::: Available data :::

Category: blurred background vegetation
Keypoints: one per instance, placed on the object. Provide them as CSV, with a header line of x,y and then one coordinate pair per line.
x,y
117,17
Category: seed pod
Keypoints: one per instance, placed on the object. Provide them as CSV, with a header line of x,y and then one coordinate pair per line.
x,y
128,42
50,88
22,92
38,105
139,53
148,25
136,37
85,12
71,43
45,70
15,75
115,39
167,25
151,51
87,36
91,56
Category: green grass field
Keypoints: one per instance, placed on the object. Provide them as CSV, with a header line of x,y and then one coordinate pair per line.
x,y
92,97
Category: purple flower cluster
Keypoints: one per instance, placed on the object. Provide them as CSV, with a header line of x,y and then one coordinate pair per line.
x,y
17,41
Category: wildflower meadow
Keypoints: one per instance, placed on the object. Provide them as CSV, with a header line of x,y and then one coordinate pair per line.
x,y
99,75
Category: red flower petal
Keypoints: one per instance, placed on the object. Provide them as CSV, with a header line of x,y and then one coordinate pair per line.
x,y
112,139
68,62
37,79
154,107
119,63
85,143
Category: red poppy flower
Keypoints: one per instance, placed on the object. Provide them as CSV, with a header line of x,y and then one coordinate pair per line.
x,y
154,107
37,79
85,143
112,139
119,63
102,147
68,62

:::
::: Available data :::

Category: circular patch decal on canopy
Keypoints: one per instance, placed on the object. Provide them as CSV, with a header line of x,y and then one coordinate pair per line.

:::

§ **Exercise**
Copy word for word the stretch of entries above from the line that has "Category: seed pod" through the line that has "Category: green grass field", both ends included, and nothing outside it.

§ **Expected answer**
Category: seed pod
Keypoints: one per instance, placed on the object. Provide them as CSV, with a header line of x,y and then one coordinate pair per line.
x,y
128,42
50,88
22,92
38,105
139,53
148,25
136,37
85,12
71,43
45,70
15,75
115,39
167,25
151,51
87,36
91,56
Category: green grass field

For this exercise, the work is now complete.